Exercise details: Report how many lines of the data below contain the word "lantern". Give only the number.

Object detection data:
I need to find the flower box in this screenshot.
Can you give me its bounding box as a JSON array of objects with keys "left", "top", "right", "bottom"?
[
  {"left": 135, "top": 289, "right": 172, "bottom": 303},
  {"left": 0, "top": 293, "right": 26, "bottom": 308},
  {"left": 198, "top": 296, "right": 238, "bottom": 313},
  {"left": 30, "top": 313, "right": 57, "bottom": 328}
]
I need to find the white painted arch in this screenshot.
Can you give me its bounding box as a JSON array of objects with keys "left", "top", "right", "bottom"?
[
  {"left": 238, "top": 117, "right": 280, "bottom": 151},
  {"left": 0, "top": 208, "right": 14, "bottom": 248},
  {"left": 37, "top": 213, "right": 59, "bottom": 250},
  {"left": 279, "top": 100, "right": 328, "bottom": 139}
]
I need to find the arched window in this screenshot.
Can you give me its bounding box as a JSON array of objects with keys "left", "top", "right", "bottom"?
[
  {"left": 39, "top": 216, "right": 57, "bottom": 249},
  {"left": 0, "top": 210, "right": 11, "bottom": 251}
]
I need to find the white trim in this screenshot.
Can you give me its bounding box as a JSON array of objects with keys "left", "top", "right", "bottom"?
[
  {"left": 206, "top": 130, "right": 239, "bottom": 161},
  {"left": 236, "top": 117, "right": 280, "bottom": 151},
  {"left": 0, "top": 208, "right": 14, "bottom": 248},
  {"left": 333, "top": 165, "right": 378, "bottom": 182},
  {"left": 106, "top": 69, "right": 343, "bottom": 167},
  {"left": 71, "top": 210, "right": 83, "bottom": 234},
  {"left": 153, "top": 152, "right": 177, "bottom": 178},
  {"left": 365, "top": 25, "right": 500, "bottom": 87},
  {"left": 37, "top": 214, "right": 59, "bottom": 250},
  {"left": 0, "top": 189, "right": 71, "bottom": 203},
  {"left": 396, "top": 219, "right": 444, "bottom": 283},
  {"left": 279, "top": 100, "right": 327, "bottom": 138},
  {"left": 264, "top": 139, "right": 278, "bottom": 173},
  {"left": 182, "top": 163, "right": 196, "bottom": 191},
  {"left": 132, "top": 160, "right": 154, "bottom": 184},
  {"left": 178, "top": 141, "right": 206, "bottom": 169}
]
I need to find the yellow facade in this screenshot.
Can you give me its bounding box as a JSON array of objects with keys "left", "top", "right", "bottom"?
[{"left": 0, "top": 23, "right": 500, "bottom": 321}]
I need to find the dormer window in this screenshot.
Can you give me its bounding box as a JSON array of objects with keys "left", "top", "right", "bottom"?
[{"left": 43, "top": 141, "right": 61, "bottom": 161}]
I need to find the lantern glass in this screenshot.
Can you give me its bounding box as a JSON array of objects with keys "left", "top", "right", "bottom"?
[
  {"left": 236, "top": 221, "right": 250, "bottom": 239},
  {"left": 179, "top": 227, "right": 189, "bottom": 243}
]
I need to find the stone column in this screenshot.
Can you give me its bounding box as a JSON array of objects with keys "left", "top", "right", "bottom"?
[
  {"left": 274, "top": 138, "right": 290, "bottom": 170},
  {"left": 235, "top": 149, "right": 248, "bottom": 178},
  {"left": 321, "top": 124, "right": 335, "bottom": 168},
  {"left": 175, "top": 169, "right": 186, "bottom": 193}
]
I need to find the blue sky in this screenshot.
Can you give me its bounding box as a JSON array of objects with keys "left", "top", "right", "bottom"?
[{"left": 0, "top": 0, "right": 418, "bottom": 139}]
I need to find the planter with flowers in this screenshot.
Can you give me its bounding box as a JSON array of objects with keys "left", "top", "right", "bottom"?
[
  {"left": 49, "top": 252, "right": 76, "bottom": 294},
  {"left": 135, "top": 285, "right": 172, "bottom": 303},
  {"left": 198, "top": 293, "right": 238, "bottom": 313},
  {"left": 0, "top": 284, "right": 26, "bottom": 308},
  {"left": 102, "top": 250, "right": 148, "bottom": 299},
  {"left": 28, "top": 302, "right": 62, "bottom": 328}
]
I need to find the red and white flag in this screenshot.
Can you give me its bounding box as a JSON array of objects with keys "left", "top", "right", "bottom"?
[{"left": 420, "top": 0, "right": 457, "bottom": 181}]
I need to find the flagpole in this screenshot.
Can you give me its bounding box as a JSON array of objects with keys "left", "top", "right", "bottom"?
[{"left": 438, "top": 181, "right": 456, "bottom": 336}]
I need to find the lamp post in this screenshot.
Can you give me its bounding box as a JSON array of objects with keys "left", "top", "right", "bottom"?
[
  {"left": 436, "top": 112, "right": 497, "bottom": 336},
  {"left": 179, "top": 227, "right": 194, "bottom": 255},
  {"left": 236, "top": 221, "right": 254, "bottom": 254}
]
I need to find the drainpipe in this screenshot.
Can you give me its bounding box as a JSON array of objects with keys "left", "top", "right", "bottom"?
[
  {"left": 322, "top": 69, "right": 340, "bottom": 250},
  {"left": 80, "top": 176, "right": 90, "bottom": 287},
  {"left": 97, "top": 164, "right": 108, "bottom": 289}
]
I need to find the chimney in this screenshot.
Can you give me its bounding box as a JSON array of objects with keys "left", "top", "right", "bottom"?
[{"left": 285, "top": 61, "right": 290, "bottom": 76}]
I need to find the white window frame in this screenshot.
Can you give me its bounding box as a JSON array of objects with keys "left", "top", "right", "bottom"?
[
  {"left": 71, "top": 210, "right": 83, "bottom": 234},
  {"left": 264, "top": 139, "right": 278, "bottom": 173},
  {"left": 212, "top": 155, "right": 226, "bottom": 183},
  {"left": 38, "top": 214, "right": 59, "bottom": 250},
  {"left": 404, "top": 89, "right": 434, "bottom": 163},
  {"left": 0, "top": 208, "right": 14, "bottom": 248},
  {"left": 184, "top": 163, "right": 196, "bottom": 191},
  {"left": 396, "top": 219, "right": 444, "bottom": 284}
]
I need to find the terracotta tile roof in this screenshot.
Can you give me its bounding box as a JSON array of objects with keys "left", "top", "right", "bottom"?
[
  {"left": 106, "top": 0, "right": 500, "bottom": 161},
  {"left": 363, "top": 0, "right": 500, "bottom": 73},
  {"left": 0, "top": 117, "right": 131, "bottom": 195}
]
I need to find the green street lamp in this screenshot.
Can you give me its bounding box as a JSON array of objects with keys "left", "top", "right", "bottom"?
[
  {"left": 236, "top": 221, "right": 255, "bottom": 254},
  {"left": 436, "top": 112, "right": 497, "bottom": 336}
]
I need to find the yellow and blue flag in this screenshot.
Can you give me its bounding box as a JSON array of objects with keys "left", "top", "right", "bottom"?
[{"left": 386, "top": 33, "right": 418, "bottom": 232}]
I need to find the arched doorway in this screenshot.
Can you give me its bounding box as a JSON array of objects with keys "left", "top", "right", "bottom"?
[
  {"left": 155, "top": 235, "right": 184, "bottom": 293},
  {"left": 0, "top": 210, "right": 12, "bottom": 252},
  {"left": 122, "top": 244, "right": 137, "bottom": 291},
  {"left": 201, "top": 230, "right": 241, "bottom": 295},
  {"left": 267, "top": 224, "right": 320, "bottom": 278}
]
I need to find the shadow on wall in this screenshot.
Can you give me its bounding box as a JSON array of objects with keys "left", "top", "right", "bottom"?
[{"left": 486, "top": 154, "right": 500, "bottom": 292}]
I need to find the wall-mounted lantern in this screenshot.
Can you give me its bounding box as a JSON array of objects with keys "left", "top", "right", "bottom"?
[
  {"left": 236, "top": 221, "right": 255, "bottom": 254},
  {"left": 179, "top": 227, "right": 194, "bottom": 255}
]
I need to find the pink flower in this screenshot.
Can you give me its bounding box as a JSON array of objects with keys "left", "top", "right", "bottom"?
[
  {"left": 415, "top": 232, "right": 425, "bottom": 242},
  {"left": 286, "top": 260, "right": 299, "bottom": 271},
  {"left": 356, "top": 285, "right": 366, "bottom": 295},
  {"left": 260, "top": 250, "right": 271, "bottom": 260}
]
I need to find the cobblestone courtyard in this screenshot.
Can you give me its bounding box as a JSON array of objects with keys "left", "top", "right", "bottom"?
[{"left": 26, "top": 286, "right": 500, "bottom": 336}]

Complete answer: 2